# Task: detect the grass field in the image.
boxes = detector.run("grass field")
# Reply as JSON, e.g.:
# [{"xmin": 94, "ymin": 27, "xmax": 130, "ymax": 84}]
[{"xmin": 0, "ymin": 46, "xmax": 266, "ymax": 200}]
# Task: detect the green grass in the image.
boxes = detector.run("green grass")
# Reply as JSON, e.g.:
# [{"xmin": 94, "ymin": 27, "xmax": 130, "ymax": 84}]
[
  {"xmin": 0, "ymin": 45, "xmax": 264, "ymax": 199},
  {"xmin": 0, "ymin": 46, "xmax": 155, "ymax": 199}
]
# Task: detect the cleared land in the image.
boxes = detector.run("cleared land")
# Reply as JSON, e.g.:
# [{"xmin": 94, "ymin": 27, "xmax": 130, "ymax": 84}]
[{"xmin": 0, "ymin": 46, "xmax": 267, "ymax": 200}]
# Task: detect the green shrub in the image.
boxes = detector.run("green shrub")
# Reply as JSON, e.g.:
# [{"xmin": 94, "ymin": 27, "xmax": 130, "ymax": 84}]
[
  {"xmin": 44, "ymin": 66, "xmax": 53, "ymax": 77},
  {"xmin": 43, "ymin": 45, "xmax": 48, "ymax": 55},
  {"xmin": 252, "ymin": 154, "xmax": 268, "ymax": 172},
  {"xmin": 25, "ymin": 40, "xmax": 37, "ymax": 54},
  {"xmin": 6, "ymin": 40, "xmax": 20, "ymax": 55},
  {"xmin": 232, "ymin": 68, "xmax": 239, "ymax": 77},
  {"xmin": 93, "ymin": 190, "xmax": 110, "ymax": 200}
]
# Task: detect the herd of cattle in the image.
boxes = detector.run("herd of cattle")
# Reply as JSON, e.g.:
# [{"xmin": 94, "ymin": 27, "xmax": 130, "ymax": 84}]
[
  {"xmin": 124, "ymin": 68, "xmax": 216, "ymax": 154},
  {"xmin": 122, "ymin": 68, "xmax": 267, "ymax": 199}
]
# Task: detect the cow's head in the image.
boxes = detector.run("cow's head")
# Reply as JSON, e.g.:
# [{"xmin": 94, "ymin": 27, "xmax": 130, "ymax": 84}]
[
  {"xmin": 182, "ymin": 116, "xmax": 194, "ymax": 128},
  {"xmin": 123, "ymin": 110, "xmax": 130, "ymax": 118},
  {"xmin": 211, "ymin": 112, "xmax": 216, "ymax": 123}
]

_YOUR OBJECTIVE:_
Scan the material line by line and report each one that contains "image".

_RESPONSE BOX:_
# Task: detect the grass field in the image.
# Task: detect the green grass in the image.
# Task: detect the cleared land in the image.
# Task: detect the green shrub in the image.
# Task: detect the herd of cattle in the image.
# Task: detect the cow's head in the image.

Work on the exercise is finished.